==== The data
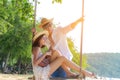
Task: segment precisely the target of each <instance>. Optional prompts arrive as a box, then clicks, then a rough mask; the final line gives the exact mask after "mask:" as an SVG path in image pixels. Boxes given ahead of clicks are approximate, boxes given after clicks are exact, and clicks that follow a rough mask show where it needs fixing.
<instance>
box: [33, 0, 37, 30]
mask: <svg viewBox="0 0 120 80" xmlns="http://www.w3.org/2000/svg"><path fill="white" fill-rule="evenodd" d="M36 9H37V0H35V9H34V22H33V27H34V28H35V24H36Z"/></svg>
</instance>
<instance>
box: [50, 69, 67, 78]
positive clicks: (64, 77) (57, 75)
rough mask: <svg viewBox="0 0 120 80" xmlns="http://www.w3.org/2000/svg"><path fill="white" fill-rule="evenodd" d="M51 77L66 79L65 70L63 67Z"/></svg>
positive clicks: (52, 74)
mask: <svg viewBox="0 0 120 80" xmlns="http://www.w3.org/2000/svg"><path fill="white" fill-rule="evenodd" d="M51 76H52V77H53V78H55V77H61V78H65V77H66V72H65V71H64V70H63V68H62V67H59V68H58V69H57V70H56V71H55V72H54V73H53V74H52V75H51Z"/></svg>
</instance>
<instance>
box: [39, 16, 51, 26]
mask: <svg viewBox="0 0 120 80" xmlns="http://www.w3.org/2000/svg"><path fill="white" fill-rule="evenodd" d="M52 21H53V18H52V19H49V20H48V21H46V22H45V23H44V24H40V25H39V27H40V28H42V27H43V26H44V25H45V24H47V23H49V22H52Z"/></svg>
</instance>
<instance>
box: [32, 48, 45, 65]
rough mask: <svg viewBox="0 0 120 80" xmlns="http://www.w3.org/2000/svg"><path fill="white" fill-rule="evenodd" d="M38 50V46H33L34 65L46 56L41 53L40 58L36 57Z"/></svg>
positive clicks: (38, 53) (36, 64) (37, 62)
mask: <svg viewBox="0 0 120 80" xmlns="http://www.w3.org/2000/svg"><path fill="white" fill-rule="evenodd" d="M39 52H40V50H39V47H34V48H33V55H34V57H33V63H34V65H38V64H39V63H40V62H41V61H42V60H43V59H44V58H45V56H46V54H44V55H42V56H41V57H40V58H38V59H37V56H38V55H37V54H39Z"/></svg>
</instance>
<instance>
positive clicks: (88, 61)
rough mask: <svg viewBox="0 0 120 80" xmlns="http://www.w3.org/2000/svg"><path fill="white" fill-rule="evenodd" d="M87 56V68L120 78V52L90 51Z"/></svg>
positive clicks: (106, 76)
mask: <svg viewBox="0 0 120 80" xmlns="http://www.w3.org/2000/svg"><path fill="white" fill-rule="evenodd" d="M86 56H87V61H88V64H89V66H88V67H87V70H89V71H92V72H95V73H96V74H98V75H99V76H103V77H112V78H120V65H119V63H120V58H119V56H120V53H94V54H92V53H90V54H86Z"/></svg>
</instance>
========
| Goal of the exercise |
Show every line in the entries above that contains the string "clicks", treating uppercase and lowercase as different.

| Result for this task |
Task: segment precisely the target of each <instance>. Optional prompts arrive as a box, then clicks, then a rough mask; the final line gives the exact mask after "mask:" as an SVG path in image pixels. Boxes given ahead of clicks are approximate, boxes given after clicks are exact, and clicks that follow a rough mask show where it needs fixing.
positive clicks: (64, 77) (57, 75)
positive clicks: (52, 74)
positive clicks: (38, 53) (36, 64) (37, 62)
positive clicks: (88, 61)
positive clicks: (106, 76)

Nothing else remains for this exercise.